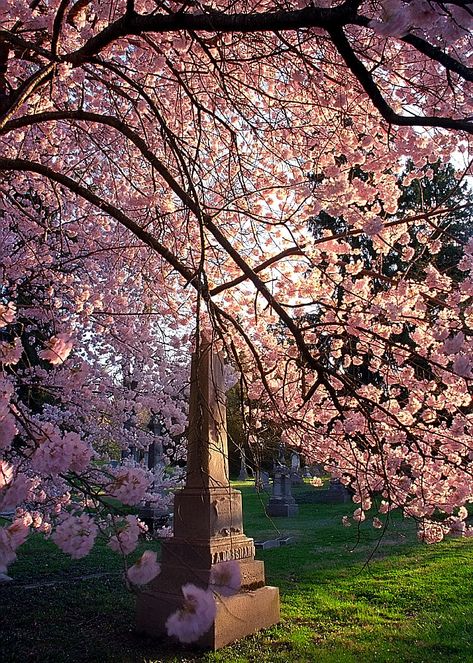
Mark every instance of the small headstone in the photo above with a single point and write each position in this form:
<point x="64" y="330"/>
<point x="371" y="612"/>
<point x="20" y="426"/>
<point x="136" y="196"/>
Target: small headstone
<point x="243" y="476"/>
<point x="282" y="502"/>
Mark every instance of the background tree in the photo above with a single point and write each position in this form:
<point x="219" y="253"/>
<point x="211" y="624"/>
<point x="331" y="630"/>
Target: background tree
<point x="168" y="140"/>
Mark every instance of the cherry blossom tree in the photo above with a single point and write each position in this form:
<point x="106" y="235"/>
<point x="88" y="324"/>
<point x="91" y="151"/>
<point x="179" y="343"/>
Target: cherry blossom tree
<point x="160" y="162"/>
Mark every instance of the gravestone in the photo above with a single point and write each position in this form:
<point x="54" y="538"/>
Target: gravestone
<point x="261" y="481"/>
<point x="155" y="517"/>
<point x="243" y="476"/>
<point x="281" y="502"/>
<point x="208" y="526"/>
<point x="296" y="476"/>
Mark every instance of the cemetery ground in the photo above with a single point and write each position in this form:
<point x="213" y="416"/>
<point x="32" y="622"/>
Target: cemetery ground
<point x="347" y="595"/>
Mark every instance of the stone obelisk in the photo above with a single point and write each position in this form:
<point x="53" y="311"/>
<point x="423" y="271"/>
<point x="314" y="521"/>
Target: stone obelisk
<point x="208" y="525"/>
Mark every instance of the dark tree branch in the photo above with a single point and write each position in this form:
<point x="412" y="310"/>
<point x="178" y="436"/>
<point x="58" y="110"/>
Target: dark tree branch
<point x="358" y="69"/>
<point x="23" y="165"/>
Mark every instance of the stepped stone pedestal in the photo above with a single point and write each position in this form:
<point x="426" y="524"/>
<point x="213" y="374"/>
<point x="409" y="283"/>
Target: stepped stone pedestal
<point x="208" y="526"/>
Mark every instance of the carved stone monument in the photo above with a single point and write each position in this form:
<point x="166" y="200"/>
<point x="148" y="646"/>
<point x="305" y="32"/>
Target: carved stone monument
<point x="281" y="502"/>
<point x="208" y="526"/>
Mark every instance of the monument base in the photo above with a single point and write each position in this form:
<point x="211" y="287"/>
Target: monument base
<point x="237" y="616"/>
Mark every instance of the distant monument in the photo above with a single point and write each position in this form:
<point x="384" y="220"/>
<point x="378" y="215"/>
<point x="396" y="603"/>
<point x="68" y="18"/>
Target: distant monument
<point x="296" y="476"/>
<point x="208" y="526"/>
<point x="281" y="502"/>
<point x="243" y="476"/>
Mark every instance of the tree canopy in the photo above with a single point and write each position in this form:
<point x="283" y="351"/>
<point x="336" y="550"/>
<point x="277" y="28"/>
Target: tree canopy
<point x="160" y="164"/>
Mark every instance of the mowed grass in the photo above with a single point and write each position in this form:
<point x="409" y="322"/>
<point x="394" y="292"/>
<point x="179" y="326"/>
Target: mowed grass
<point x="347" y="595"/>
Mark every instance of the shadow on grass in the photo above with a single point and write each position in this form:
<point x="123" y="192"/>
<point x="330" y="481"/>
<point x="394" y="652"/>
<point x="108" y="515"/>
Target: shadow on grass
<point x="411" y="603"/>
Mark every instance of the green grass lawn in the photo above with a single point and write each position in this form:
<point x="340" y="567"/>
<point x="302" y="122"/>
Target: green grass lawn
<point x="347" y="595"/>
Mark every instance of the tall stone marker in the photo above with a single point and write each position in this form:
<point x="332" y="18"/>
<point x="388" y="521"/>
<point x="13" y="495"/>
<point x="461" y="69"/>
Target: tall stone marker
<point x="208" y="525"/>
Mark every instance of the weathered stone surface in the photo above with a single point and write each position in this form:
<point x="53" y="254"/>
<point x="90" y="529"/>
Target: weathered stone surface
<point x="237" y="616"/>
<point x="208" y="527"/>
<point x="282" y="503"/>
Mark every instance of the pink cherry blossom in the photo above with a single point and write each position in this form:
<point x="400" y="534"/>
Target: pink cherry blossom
──────────────────────────────
WHAT IS EXPECTED: Give back exactly the lines that run from the line with "Mark every instance of the distant" through the close of the material, counting both ends, and nothing more.

ANSWER IN FULL:
Mark every instance of the distant monument in the photo above with a single point and write each position in this form:
<point x="384" y="220"/>
<point x="378" y="215"/>
<point x="396" y="603"/>
<point x="68" y="18"/>
Target: distant monument
<point x="296" y="476"/>
<point x="208" y="526"/>
<point x="281" y="502"/>
<point x="243" y="476"/>
Mark every instance of the tree canopy in the photo above with a single point and write each position in this form:
<point x="283" y="351"/>
<point x="336" y="550"/>
<point x="277" y="28"/>
Target: tree canopy
<point x="160" y="164"/>
Mark every instance of the mowed grass in the photo above with a single point and write each position in this form:
<point x="409" y="322"/>
<point x="394" y="292"/>
<point x="179" y="326"/>
Target: mowed grass
<point x="347" y="595"/>
Mark every instance of the shadow on grass in the photo above with a single point and write each position in this form:
<point x="123" y="192"/>
<point x="330" y="481"/>
<point x="394" y="652"/>
<point x="108" y="515"/>
Target: shadow on grass
<point x="411" y="603"/>
Mark every instance of the green grass lawn in the photo above with a single point and write each position in this form:
<point x="340" y="567"/>
<point x="302" y="122"/>
Target: green grass lawn
<point x="347" y="595"/>
Mark every instance of the tall stone marker in the photo above with a single point and write each position in this form:
<point x="332" y="18"/>
<point x="388" y="521"/>
<point x="13" y="495"/>
<point x="461" y="69"/>
Target: tall stone marker
<point x="208" y="525"/>
Mark every instance of the weathered stone surface in the photo above with a single point and write each position in this form:
<point x="53" y="254"/>
<point x="90" y="529"/>
Target: weathered stone surface
<point x="237" y="616"/>
<point x="208" y="527"/>
<point x="282" y="503"/>
Mark every instance of the pink cherry blossom in the photo above with a single point and write each position in this form:
<point x="400" y="534"/>
Target: pink cherry blossom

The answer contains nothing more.